▶ **DOCUMENT PASSAGE**:
########

García said the three days of debates in the Nicaraguan capital gave rise to the Political Declaration of Managua, whose 17 demands and central themes are aimed at eradicating discrimination based on a combination of racial and gender reasons in the Americas.
“It wasn’t easy to sum up in 17 ideas the complaints and demands of 270 women and their families, who have experienced discrimination, violence and the denial of their rights all their lives. But each and every one of us who came here knows that this is how the beginning of the end of discrimination starts.”
Altagracia Balcácer from the Dominican Republic told IPS that the 17 main themes are cross-cut by concepts like fighting racism, demanding a decent life and anti-poverty policies, demanding the right to make decisions about the future, and freedom of choice regarding sexual and reproductive rights.
“The demands include halting violence towards black women, giving the population of African descent visibility in the national statistics and census, protecting black children and adolescents, and offering opportunities to youngsters in this population group,” she said.
Other concerns, she said, are “protecting the environment, expanding access to natural and economic resources, and guaranteeing food security and sovereignty.”
In addition, the delegates called for “protection and decent treatment of immigrants, salvaging and acknowledging our cultural heritage, respect from the media, the non-stigmatisation of black people, expanding access to justice and guaranteeing safety for women and their communities.”
Dorotea Wilson, general coordinator of the Network of Afro-Latin American, Afro-Caribbean and Diaspora Women (RMAAD), told IPS that the document does not demand the recognition of rights, but the enforcement of all treaties, laws and international conventions referring to black women that have been signed since the 2001 World Conference against Racism held in Durban, South Africa.
The Political Declaration of Managua “is not an expression of good intentions; it is an official document demanding the implementation of public policies in all countries of the Americas…to start once and for all to recognise and give their rightful place to the black populations on the continent,” said Wilson, from Nicaragua.
“With this platform, our aim is to move towards compliance with all of our rights in the context of the U.N. International Decade for People of African Descent,” added the head of the Managua-based RMAAD, which is active in 24 countries.
In January the United Nations General Assembly proclaimed 2015-2024 as the International Decade for People of African Descent, to promote respect for their rights and freedoms and greater knowledge of and respect for their diverse heritage and cultures.
According to the U.N., some 200 million people in the Americas identify themselves as being of African descent.

########

▶ **LISTING**:
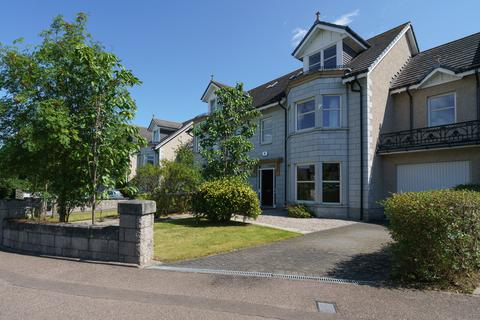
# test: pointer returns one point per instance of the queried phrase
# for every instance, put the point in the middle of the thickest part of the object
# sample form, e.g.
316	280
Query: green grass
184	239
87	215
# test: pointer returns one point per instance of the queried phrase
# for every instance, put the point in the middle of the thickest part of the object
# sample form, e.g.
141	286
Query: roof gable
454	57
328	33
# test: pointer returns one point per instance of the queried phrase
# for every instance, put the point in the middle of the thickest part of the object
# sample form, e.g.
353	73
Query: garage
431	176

########

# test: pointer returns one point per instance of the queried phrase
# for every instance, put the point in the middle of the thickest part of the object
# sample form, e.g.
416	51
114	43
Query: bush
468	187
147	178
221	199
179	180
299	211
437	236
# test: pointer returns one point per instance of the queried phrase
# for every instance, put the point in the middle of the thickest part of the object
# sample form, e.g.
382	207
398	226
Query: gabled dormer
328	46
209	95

########

▶ **EXERCISE DETAILS**: Copy everything from "In January the" down to "heritage and cultures." word for word from the passage on the Political Declaration of Managua above.

▶ **EXERCISE SOLUTION**:
In January the United Nations General Assembly proclaimed 2015-2024 as the International Decade for People of African Descent, to promote respect for their rights and freedoms and greater knowledge of and respect for their diverse heritage and cultures.